EXERCISE REQUIREMENTS: Rename "small yellow blossom" to "small yellow flower" throughout the lines from the line with "example: [433, 1015]" to the end of the records, leaving everything else unchanged and omitting the pictures from the answer.

Entries pointing to labeled objects
------------------------------------

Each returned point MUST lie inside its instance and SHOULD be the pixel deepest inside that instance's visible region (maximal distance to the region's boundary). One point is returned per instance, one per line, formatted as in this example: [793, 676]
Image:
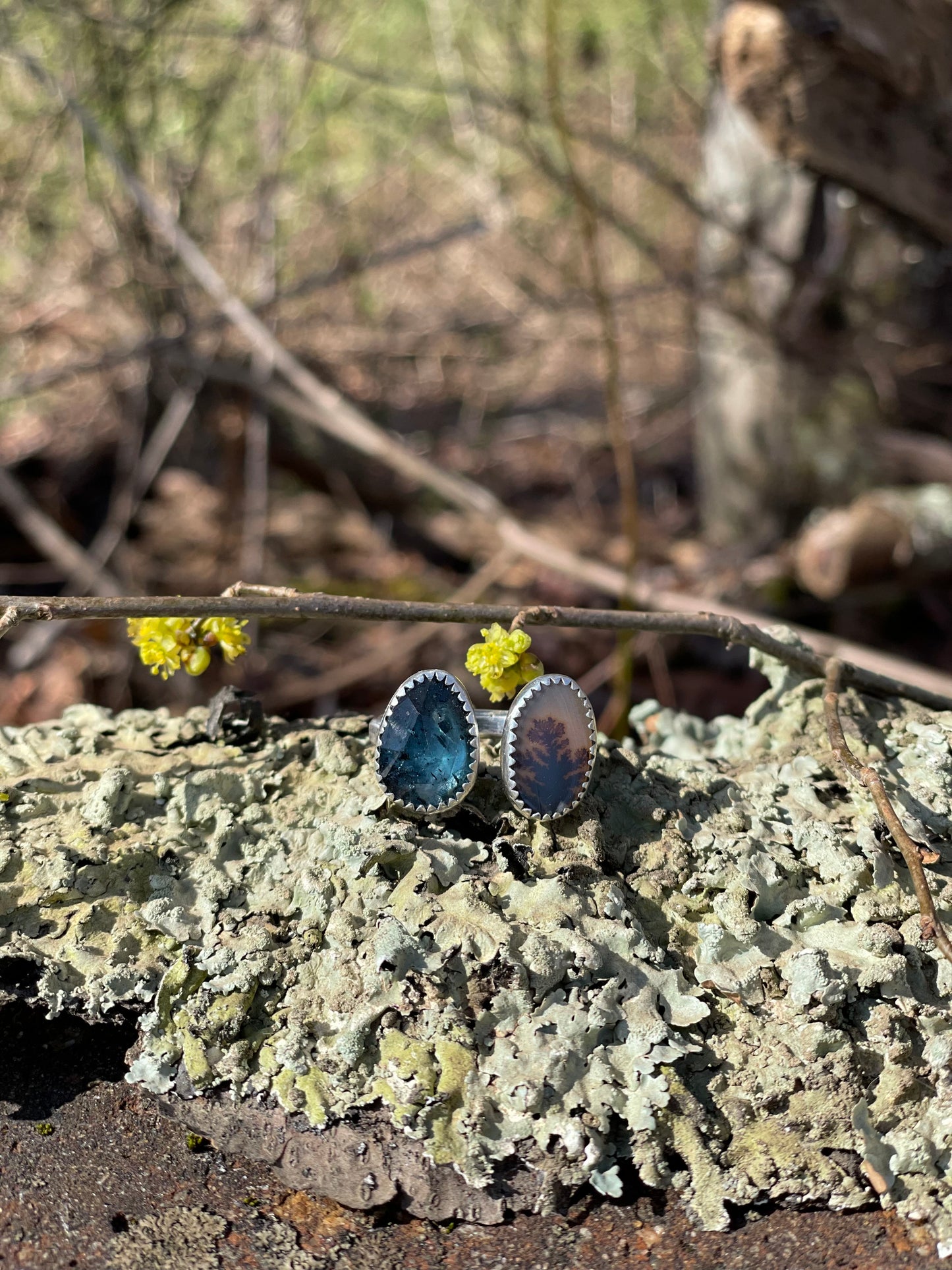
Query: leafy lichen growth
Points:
[714, 968]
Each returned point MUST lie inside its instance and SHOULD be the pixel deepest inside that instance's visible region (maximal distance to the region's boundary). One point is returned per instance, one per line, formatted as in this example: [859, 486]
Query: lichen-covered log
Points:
[714, 969]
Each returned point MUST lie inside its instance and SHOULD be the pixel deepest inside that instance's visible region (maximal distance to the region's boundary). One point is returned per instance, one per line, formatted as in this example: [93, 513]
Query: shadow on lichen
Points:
[49, 1062]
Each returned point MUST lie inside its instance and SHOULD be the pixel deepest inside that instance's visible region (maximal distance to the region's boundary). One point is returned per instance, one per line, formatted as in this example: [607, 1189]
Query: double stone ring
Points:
[427, 745]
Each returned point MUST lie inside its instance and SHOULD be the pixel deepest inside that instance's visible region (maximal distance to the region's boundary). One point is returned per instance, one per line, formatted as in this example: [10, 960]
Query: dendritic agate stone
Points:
[549, 747]
[427, 747]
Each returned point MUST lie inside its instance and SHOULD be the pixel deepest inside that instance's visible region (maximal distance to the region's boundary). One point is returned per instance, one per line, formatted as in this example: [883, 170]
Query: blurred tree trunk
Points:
[813, 105]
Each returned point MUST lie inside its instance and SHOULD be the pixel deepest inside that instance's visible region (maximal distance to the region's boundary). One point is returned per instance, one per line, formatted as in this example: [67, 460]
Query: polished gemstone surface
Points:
[424, 752]
[550, 747]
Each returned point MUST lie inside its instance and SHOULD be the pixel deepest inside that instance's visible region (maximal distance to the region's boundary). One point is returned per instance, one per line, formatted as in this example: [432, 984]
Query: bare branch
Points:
[931, 925]
[246, 600]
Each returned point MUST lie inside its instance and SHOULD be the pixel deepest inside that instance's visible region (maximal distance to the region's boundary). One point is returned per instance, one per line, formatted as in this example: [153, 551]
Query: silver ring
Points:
[427, 746]
[489, 723]
[547, 775]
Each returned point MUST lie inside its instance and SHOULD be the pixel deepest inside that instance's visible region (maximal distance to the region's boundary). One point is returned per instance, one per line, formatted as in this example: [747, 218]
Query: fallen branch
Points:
[348, 267]
[38, 642]
[339, 418]
[248, 600]
[932, 927]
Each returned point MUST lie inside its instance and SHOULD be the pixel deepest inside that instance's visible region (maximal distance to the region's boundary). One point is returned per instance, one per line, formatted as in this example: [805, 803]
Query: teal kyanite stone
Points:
[424, 753]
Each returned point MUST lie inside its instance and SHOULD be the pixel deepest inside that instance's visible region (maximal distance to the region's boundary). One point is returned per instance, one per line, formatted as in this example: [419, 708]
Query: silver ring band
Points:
[490, 723]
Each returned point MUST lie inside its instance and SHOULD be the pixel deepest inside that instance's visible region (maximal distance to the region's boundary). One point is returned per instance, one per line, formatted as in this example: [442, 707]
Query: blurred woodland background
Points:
[672, 279]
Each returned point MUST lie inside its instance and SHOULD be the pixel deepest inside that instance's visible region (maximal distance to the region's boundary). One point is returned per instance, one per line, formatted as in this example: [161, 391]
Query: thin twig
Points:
[38, 642]
[932, 927]
[349, 267]
[248, 600]
[330, 412]
[389, 652]
[597, 574]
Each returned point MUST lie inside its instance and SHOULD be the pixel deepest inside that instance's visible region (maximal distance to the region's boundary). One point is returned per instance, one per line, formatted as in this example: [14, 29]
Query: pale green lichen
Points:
[714, 968]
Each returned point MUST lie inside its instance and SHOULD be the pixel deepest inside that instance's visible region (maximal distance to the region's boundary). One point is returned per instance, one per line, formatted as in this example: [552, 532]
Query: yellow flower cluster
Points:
[504, 662]
[171, 644]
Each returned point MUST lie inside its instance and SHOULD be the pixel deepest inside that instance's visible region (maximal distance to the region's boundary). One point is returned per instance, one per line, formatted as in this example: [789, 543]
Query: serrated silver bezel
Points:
[507, 759]
[460, 691]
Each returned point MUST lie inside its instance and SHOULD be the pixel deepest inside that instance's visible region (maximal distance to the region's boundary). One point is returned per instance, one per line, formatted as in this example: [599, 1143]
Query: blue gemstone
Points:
[426, 755]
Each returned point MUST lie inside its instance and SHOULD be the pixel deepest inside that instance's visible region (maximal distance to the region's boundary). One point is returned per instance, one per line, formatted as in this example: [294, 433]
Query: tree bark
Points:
[814, 105]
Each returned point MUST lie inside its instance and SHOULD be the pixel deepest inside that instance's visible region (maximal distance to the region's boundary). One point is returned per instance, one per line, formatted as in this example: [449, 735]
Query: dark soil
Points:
[92, 1175]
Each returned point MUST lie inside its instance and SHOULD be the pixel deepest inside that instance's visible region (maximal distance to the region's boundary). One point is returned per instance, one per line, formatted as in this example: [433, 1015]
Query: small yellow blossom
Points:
[229, 634]
[171, 644]
[160, 642]
[504, 662]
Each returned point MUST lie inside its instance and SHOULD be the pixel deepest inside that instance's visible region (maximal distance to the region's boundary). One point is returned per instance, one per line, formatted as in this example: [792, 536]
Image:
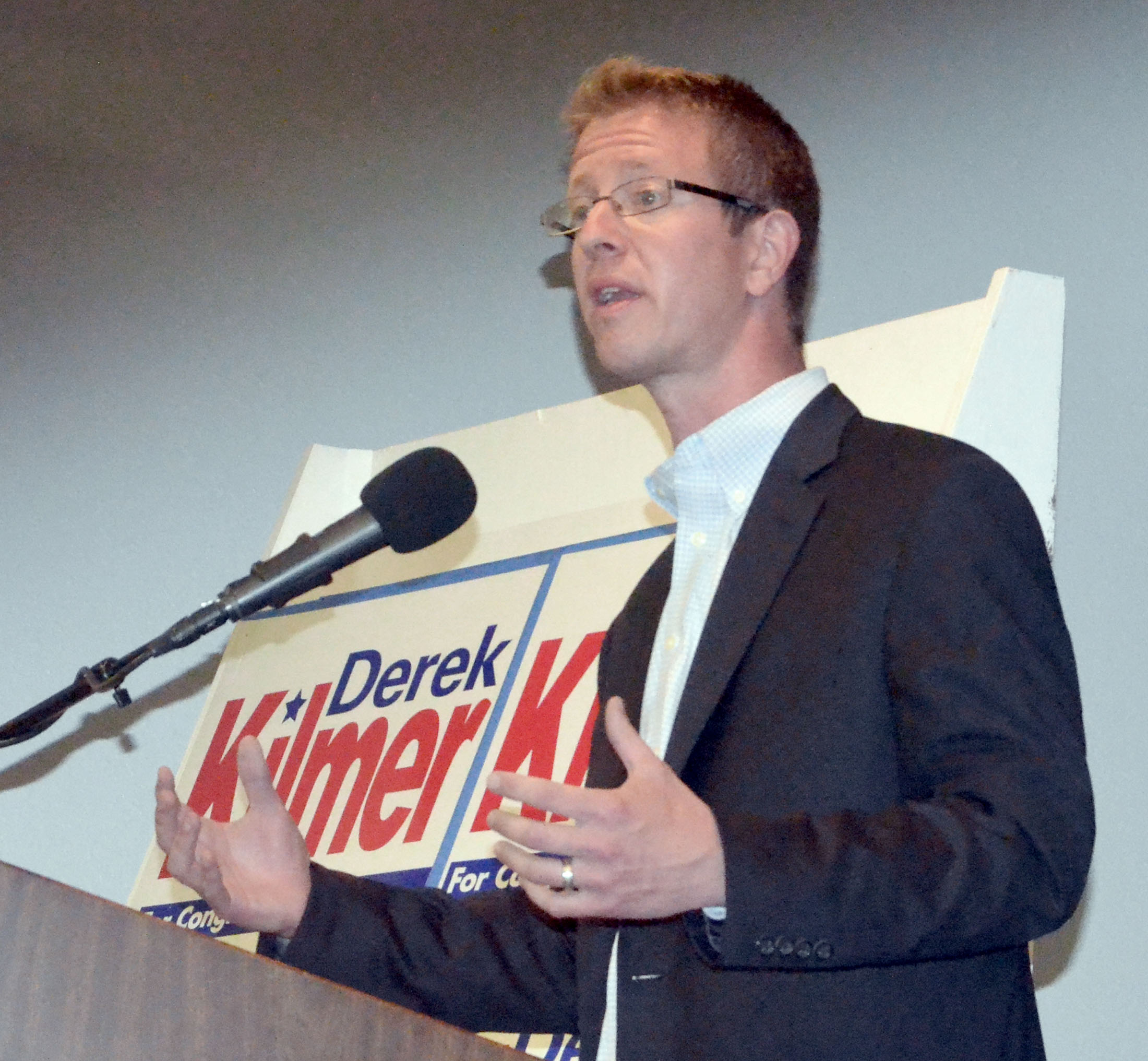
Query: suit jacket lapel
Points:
[775, 527]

------------------------------------

FULL OUTPUT:
Each returned point MUST lie inside its instance and SHOULD be the pixel deepest inside that instance's visible region (maximal distance to the region's boundary). One point is returned per instance, one per line, formatted as in this example: [433, 1015]
Query: small yellow flower
Points:
[229, 634]
[171, 644]
[160, 642]
[504, 662]
Each returned point MUST lie inside its instance and SHOULD be the pixel deepest inside that instance's visible region (maximal distance to the region's boundary). One point is returned per instance, one per line, formatted as in this example: [792, 536]
Image:
Query: suit jacket lapel
Points:
[775, 527]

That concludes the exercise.